_ASSIGNMENT_
Although the entries contain pictures, only their text goes into the copy, set down exactly.

_DATA TO PROCESS_
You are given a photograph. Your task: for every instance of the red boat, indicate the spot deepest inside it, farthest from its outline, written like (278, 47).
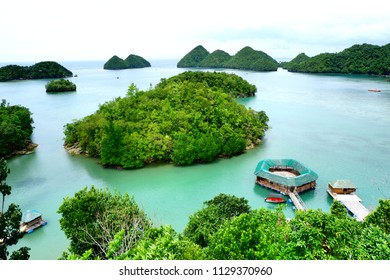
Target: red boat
(275, 199)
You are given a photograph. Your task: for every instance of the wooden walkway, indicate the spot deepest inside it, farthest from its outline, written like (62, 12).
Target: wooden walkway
(297, 201)
(353, 203)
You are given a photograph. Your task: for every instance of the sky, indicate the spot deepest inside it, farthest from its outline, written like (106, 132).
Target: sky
(71, 30)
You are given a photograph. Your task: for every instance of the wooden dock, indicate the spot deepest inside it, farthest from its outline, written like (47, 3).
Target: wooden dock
(353, 203)
(297, 201)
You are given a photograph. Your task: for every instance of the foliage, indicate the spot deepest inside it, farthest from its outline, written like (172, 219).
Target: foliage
(226, 229)
(60, 85)
(15, 128)
(93, 217)
(380, 216)
(132, 61)
(259, 234)
(205, 222)
(41, 70)
(178, 121)
(358, 59)
(164, 243)
(194, 58)
(245, 59)
(9, 221)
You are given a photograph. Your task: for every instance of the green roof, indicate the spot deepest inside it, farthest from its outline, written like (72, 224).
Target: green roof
(342, 184)
(306, 175)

_RESPONSE TO THIS TASK_
You are given a photograph. Your task: for every instance of the red boat, indicate the spot deepest inside it, farthest from its outline, written like (278, 47).
Target: red boat
(275, 199)
You are given a photograph. Your task: for every instance of the wooden walkway, indicate the spot deepest inside it, farthest from its outline, written like (62, 12).
Target: wooden walkway
(297, 201)
(353, 203)
You are given a photograph. Your task: for every instance of the sky, indicate the spot deepest inside it, farthest from its outline, written like (106, 132).
Target: sky
(71, 30)
You are given a photograph. Your task: for every instance of the wooden dock, indicate the spot deepest inside it, farthest from its outline, written like (47, 3).
Target: wooden dock
(353, 203)
(297, 201)
You are given a photograph. Your task: for every instance of the foliage, indicate the spot deepest inside it, farthest from its outline, written like (172, 219).
Target: foliage
(226, 229)
(60, 85)
(15, 128)
(93, 217)
(380, 216)
(132, 61)
(259, 234)
(205, 222)
(41, 70)
(178, 121)
(358, 59)
(164, 243)
(194, 58)
(245, 59)
(9, 221)
You are given a photograph. Your task: for every instance of the green roof, indicate the spot deepest inside it, farthest from its outline, written like (72, 224).
Target: green roof
(342, 184)
(306, 175)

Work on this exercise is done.